About this task
Please return the whole listing word for word.

******************************

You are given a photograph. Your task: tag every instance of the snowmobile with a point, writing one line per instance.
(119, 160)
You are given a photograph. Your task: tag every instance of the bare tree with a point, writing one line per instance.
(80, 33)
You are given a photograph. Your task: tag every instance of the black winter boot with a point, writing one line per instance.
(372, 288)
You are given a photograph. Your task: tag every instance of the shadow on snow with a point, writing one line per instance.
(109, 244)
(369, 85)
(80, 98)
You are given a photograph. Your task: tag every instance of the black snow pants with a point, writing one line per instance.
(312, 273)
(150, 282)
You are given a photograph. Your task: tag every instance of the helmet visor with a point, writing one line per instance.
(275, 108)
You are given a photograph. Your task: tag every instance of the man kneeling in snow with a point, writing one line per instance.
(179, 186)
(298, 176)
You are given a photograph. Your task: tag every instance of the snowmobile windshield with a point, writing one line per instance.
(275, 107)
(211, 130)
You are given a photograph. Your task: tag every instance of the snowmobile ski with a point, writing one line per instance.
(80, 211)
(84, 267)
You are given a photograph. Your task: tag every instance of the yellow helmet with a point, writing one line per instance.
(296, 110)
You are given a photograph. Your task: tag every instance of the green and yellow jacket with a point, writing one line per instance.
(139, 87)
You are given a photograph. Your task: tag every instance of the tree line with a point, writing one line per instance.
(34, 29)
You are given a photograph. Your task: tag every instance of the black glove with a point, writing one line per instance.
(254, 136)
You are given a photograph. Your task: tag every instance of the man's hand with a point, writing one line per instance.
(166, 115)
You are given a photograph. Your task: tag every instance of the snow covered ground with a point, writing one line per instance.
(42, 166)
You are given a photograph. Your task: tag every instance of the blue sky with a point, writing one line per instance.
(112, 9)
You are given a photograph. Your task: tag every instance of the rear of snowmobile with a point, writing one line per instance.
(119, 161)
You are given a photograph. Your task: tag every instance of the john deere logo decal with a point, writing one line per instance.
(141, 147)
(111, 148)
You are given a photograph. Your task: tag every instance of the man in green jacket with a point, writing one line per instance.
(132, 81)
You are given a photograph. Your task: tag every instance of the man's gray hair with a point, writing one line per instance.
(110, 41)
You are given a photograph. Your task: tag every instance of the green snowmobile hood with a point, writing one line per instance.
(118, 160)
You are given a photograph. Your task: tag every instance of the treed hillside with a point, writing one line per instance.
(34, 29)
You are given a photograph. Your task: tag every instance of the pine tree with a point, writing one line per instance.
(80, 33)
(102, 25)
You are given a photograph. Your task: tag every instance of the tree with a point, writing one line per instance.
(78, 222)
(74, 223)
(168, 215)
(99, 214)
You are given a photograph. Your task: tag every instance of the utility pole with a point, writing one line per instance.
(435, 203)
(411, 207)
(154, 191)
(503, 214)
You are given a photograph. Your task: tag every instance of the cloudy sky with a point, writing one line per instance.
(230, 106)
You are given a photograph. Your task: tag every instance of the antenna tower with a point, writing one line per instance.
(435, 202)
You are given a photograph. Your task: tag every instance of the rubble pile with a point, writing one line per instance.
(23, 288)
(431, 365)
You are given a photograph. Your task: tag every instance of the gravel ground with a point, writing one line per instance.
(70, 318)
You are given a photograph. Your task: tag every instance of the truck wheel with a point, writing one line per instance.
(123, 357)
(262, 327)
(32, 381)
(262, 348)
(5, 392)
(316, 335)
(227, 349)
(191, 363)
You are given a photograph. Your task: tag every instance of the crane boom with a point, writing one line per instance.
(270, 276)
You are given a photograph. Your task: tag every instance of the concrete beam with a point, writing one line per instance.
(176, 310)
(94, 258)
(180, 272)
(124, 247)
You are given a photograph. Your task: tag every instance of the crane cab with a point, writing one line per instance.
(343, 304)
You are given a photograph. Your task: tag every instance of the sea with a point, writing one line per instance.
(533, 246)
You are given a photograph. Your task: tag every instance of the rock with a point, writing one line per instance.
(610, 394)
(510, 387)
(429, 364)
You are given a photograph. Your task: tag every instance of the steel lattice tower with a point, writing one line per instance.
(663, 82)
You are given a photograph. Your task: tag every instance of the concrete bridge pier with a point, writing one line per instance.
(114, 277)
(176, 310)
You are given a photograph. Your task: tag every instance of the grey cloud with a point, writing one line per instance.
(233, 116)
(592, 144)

******************************

Solved problem
You are given a photograph. Your task: tag every instance of the snowmobile with a point, writing one line per instance.
(119, 160)
You are given a photograph. Your task: tag every instance of the bare tree with a point, writing one line per instance.
(80, 33)
You are given a photograph. Your task: tag every instance of the black winter boot with a point, writing one line per instance.
(372, 288)
You are given a photograph. Your task: tag every instance of the shadow on snow with a point, writing one line per instance.
(109, 244)
(369, 85)
(80, 98)
You are given a photograph. Your task: tag every instance of the black snow pants with a point, writing one line per instance.
(312, 273)
(150, 282)
You are given a photograph. Your task: tag every instance of the helmet visor with a point, writing one line per instance.
(275, 108)
You are given a photograph. Your task: tag every instance of the man kneeling in snow with a point, writing one line per instance.
(179, 186)
(298, 176)
You are given a photograph. Your task: tag every instance of the snowmobile windshield with a point, writing one line per instance.
(275, 107)
(211, 130)
You are given a photograph. Your task: tag every instance of the snowmobile ski with a point, writing one line per instance.
(80, 211)
(84, 267)
You are given a photograph. Your task: tag every instance of the yellow helmet with a point, writing one line per instance.
(296, 110)
You are given a photograph. Your task: tag every instance of the green and yellow jacket with a point, writing one line per instance.
(139, 87)
You are given a photograph. Your task: tag every instance of the tree line with a point, writing one line per instance.
(34, 29)
You are given a photograph. Your task: tag every instance of the black glove with a point, writing one line per instance.
(254, 136)
You are given a photograph. Your task: tag every instance of the man's hand with a point, writing one line per instance.
(166, 115)
You are given a photograph. Your task: tag every instance of the snow covered ground with a point, writing one line per instance.
(42, 166)
You are given a photograph. Your task: tag every instance of the blue sky with a point, writing one line per instance.
(112, 9)
You are given a photograph. Your task: tag every instance of the rear of snowmobile with a point, writing one line per instance.
(119, 161)
You are given a photograph. Your task: tag every instance of the john deere logo decal with a point, writing one line per instance.
(141, 147)
(111, 148)
You are given a photograph. Your task: tag every instance of the man in green jacket with a point, writing one line per instance.
(132, 81)
You are given a photograph. Your task: tag every instance of the man's gray hair with a point, writing one line per instance.
(110, 41)
You are given a photograph. Your task: tag every instance of the green snowmobile hood with a point, writing one line per instance.
(118, 160)
You are given a photograph. Your task: tag every instance of the treed hillside with a point, writing one line per instance.
(34, 29)
You are given a photograph. Your task: tag every instance of the pine tree with a point, writing one line per instance.
(80, 33)
(102, 25)
You are given a photograph. Your task: tag every instance of the tree with a point, writing one line per instance.
(78, 222)
(74, 223)
(168, 215)
(99, 214)
You are given a photograph. Your task: tag every instance of the utility pole with a point, writing one line per instance.
(435, 203)
(411, 207)
(154, 191)
(503, 214)
You are given a photograph. Your task: tag every instance of the cloudy sky with a point, writing one line per instance.
(230, 106)
You are given a photograph. Your task: tag every instance of the antenna tower with a point, writing one line per instance.
(435, 202)
You are given a photograph. Your task: tag every instance of the rubble pile with a point, writing one line per instance.
(23, 288)
(431, 365)
You are given a photograph. Your task: tag every instance of the gravel ground with a point, writing one line per instance.
(70, 318)
You are given a photograph. Your task: tag every instance of the truck wheel with a point, writing one line per instance.
(123, 357)
(262, 327)
(32, 381)
(262, 348)
(5, 392)
(316, 335)
(227, 349)
(191, 363)
You are given a photograph. Your task: tag every instance of the crane boom with a point, writing one line per instance.
(270, 276)
You are given a photograph. Your task: tag every instance of the concrete beam with a point, writing one line per instance.
(176, 310)
(94, 258)
(180, 272)
(124, 247)
You are given a photograph. Your task: tag every instance of the crane cab with a point, writing one line per instance.
(343, 304)
You are given a photograph. Your task: tag every instance of the sea with a point, writing one line per instance.
(533, 246)
You are given a photograph. Your task: tag every instance of the rock with a point, writing one line per instance.
(610, 394)
(510, 387)
(429, 364)
You are given a photograph. Your task: tag every instance of the steel lattice tower with a point, writing one line per instance.
(663, 82)
You are given a photograph. Your task: tag every instance of the concrete bridge pier with a point, writing one line per instance.
(114, 277)
(176, 310)
You are given a photograph. Your task: tag every instance of the grey cloud with a point, writing one line per instance.
(233, 116)
(592, 144)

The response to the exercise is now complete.